The task ->
Write out all records as given; omit images.

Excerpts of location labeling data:
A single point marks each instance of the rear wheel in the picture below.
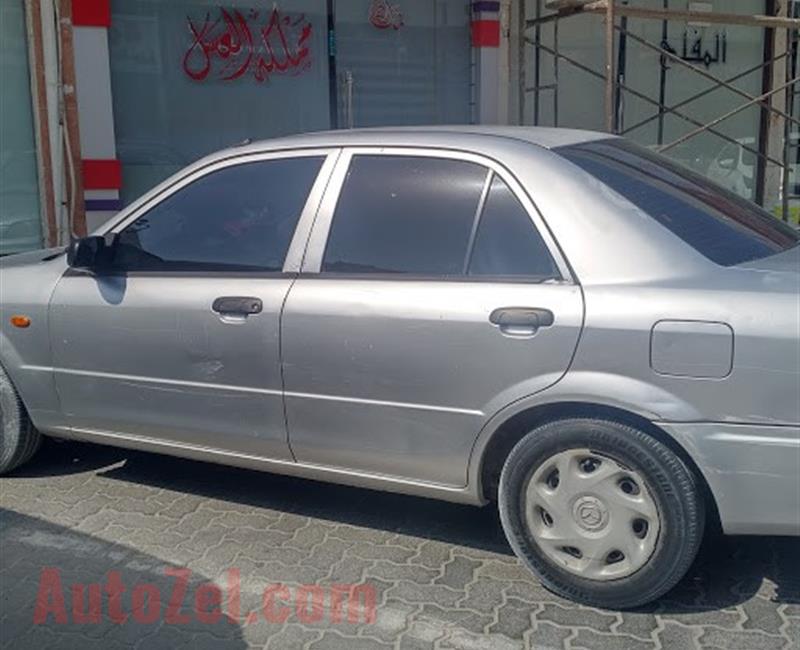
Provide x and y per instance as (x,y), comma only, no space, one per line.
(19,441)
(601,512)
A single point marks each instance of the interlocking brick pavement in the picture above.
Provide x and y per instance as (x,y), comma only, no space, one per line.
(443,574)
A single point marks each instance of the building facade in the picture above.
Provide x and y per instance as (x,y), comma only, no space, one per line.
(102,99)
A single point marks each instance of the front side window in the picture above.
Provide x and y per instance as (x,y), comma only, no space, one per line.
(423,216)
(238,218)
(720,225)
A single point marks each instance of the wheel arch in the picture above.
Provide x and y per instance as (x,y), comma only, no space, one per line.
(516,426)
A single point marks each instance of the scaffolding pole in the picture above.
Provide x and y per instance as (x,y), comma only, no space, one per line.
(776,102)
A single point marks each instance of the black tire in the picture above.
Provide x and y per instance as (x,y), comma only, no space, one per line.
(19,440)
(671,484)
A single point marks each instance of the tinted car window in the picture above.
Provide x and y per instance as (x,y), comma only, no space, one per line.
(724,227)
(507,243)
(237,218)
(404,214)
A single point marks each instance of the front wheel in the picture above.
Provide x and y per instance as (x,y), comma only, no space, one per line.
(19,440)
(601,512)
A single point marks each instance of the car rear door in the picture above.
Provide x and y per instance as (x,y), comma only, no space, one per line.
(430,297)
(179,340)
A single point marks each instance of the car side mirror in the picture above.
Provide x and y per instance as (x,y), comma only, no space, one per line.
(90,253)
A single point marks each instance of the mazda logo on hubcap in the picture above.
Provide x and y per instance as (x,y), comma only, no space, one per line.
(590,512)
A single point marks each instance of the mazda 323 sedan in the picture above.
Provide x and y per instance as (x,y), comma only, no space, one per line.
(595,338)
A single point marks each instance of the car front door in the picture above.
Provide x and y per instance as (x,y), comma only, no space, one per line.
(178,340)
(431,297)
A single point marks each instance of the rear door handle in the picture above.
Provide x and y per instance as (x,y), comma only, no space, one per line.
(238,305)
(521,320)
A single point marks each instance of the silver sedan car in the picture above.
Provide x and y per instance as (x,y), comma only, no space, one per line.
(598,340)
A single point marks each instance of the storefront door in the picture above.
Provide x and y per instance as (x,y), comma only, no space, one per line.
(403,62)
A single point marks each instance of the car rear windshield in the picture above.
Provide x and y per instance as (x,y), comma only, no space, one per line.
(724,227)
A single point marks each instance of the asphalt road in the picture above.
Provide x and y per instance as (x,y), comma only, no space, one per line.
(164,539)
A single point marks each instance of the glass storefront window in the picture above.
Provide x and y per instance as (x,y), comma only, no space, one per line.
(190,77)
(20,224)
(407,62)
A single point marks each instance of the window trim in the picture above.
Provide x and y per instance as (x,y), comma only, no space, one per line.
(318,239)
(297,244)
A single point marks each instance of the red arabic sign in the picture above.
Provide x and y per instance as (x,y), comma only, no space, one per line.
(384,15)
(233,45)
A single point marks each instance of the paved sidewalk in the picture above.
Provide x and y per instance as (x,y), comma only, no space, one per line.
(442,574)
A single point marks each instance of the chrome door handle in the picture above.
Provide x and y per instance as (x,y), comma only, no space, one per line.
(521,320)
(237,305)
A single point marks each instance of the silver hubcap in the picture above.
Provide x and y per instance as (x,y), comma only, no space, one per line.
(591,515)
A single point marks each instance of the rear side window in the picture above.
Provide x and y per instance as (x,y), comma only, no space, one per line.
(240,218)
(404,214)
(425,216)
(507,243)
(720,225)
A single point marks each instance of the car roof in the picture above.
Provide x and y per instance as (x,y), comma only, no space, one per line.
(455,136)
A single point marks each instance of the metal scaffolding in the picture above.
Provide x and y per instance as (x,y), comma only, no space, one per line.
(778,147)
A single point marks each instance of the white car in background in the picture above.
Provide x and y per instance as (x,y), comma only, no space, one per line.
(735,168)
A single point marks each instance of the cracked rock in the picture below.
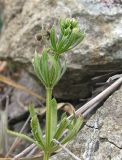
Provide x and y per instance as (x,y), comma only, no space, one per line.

Worked solution ->
A single point marks each instance of the rear wheel in the picture below.
Provide x and y per instance as (x,y), comma only, no space, one per line.
(19,441)
(601,512)
A single point marks each instance of the interlocking brick pavement in the picture above.
Provide x and y per instance as (x,y), comma only, no space, one per line.
(443,574)
A single point marks each instance of the building facade in the picture above.
Provide x and y per instance as (x,y), comma only, no space, one per line.
(102,99)
A single point marks each instance of the front side window in the picture above.
Provide x and y per instance as (x,y), comma only, no space, one per line.
(423,216)
(238,218)
(720,225)
A single point marks each instance of the wheel arch in the picture above.
Provide x and y per instance as (x,y), comma only, no space, one per line.
(516,426)
A single point marks each instance of the scaffolding pole in the picture above.
Provide x and y per instance as (x,y), comma only, no space, one per line.
(776,102)
A single point marks each instance of the black tire in the picture above.
Provide x and y per instance as (x,y), comma only, no space, one per line.
(19,440)
(671,484)
A single point marks each instance of the tinted car window in the picture above.
Provide x and y per instance as (x,y), comma only, no space, one per line.
(724,227)
(507,243)
(237,218)
(404,214)
A single point marks each instance of the front wheel in the picture above.
Provide x and y per instance as (x,y), comma only, no space, one per line.
(19,440)
(601,512)
A single point marks each instance of the car rear door in the picture above.
Provide x and y per instance as (x,y), comma only, no space, one per line.
(430,297)
(179,340)
A single point marks each instance of the car side mirror in the picture above.
Provide x and y per instance as (x,y), comma only, no space, one per line.
(90,253)
A single point marks each instance of the mazda logo on hubcap in the picture above.
Provide x and y per instance as (x,y), comma only, no space, one per line.
(590,512)
A single point marks each instance of the mazda 323 sedan in the picture above.
Provide x and y per instance as (x,y), comma only, no space, one per line.
(595,338)
A single point marks each instance of the car front door in the picture above.
Provide x and y per instance as (x,y), comma only, no space, one per line.
(178,340)
(431,297)
A single point marks each instance of the rear door handle in the picture above.
Provide x and y per instance as (x,y), comma only, no space, one per line.
(238,305)
(521,320)
A single point marks each instance of the silver sedan car in the picture above.
Provide x and y per instance as (x,y), comma only, no space, one per line.
(598,340)
A single point marks each instance of the storefront door in the picture above.
Provide x and y per instance as (x,y), comma only, no space, one per line.
(403,62)
A single point marks each instance of the car rear windshield in the picture above.
Provide x and y per instance as (x,y), comma only, no space, one per line.
(724,227)
A single point marks each instance of the asphalt road in the picture above.
Provide x and y per instance as (x,y), comma only, no space, one per line.
(164,539)
A single point marks each instance of the glass storefront window in the picture above.
Provide x and y per instance as (x,y), comma only, no space, one per line.
(190,77)
(20,224)
(407,62)
A single point marks each instance of the window trim in the picture above.
Provide x and y per instance as (x,y), comma only, no space, one per line.
(318,239)
(297,244)
A single point marks each instance of the red arabic sign in the picture above.
Provide x and y per instance as (x,y), comma only, no space, one per line.
(384,15)
(233,45)
A single point marks each instance of the paved sidewalk in the picture above.
Provide x and y per instance as (x,y), comma only, no space, one per line.
(442,574)
A single point marks each instance of the chrome door handle in the picture above.
Provide x and y per instance as (x,y), comma only, no space, one per line.
(521,320)
(237,305)
A single point marks each instance of the silver hubcap in the picture above.
Provide x and y per instance as (x,y), comma only, no space, one per line.
(591,515)
A single point marks each instance of the rear side window in the picture above.
Provide x and y per instance as (x,y), comma only, no space, one per line.
(240,218)
(404,214)
(425,216)
(507,243)
(720,225)
A single point marks each instance of the car roof in the picture above.
Provide x and y per instance as (x,y), comma only, no space, one per line.
(455,136)
A single point marks each instance of the metal scaffolding in the picture above.
Provide x and y per instance as (x,y), comma only, no space, one per line.
(778,147)
A single point marks each instance of the white car in background in the picture above.
Provide x and y per instance as (x,y), comma only, no space, one per line.
(735,168)
A single point marks each instance of the cracked rock in the picture below.
Provide x and y per instance as (x,y), comma only, no space, one per line.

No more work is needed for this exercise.